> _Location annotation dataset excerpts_
** Begin **

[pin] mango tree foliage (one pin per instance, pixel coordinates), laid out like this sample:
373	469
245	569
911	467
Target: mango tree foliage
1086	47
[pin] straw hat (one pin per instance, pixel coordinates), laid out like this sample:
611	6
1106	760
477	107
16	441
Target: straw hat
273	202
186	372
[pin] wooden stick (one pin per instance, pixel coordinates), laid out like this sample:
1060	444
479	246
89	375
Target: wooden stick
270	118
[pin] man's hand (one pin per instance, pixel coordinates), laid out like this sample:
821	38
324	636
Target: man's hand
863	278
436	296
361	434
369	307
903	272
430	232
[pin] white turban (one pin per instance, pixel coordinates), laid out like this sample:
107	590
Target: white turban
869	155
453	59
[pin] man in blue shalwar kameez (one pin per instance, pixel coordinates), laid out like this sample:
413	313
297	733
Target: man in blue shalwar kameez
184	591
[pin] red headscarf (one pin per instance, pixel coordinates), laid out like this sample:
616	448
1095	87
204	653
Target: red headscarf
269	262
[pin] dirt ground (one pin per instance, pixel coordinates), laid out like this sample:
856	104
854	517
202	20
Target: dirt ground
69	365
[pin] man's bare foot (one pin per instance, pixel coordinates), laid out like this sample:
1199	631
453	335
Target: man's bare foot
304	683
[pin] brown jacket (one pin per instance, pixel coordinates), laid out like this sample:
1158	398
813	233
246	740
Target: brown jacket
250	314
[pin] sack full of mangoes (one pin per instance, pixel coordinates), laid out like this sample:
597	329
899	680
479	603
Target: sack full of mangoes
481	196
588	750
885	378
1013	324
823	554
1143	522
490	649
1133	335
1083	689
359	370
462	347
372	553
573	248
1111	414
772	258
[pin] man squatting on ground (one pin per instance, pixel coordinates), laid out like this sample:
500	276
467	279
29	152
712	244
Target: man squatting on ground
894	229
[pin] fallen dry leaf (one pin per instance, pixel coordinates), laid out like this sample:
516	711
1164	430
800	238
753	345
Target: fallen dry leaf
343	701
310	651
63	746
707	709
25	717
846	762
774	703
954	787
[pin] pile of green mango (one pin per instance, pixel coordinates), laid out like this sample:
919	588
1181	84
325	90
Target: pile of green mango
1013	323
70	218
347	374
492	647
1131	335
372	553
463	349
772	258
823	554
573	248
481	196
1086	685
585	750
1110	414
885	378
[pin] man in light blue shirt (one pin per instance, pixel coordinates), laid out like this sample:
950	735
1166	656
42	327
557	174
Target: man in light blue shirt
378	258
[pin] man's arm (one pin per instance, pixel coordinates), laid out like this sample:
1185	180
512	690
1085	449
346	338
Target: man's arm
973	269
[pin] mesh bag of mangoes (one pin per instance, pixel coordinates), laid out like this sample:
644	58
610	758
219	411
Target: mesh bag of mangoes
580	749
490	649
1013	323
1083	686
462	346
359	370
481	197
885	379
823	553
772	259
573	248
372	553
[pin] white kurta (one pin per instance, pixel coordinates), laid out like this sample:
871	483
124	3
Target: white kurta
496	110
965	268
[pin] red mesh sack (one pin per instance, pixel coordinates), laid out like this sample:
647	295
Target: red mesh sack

** End **

> _EXERCISE_
Every record above should be copied exactly.

> _EXERCISE RESULT_
[pin] mango tree foliage (one pin per instance, pixel coordinates), laid out like this sample:
373	469
245	569
911	467
Target: mango tree foliage
1086	47
[pin] straw hat (one pin per instance, pixel coordinates), laid out like this sample:
611	6
1106	760
477	107
16	441
Target: straw hat
273	202
186	372
[pin] wooden stick (one pin per instance, pixel coordinates), laid out like this sample:
1060	444
479	246
89	375
Target: wooden stick
270	118
[pin] man's hand (one pin per instance, pixel coordinates), laid out like this sample:
821	38
324	636
Target: man's hand
863	278
436	296
361	434
369	307
903	272
430	232
[pin] white turban (one pin per instance, pixel coordinates), laid out like this sample:
107	590
Target: white turban
869	155
453	59
[pin] man in blue shalwar kameez (one pin per instance, pixel coordinates), laid out like this sample:
413	313
297	733
Target: man in blue shalwar kameez
184	591
[pin] red headscarf (one pin per instance, pixel coordinates), laid out like this sample:
616	448
1095	87
204	653
Target: red headscarf
269	262
[pin] dirt ground (one pin per instance, pixel coordinates), laid out like this sample:
856	104
854	517
202	20
Target: dirt ground
69	365
[pin] man's bare foot (one pin per instance, pixel coordinates), laid out like this sample:
1199	631
453	335
Target: man's bare foot
304	683
[pin] brown jacket (one pin per instance, pixel coordinates), laid out like this sample:
1158	398
813	233
246	740
Target: brown jacket
250	314
[pin] sack full of mangoes (one pin per instance, pixel coordinates), laid out like this sample:
597	329
899	680
479	603
Target: sack full of mangoes
481	196
588	750
885	378
1013	324
823	554
1143	522
490	649
1133	335
1083	689
359	370
462	347
372	553
573	248
1111	414
772	258
[pin] man squatting on ground (one pin per instance, pixel coordinates), laid out like this sample:
500	276
467	279
29	152
712	244
Target: man squatting on ground
894	229
[pin] fallen dry leaf (one pin per instance, pixel coordinates), laid out like this sample:
516	711
1164	430
800	238
753	345
Target: fallen dry leaf
343	701
310	651
63	746
707	709
25	717
846	762
774	703
954	787
[pin] pile of green mango (one pin per instance, pixel coordinates), laid out like this sample:
919	588
1181	84
325	90
Target: pile of green mango
1013	323
70	218
347	374
492	647
1131	335
372	553
463	349
772	258
823	554
573	248
481	196
1086	685
585	750
1110	414
885	378
[pin] man in light blue shirt (one pin per instance, pixel coordinates), laid out like this sample:
950	735
1166	656
42	327
557	174
Target: man in light blue shirt
378	258
[pin] man's arm (one pin per instance, pixel coordinates), laid out like this sample:
1185	180
512	690
1085	449
346	338
Target: man's arm
973	269
[pin] mesh bag of mangoes (one pin per instance, pixel coordinates), laid out like this sample:
644	58
610	758
219	411
Target: mesh bag of mangoes
580	749
490	649
1013	323
1083	686
462	346
359	370
481	197
885	379
823	553
772	259
573	248
372	553
[pin] white kurta (one pin per instance, pixel coordinates), laid out like this sample:
871	483
124	3
Target: white kurta
496	110
965	268
[pin] red mesh sack (one pin per instance, pixel coordinates), laid out like this sample:
647	295
Target: red mesh sack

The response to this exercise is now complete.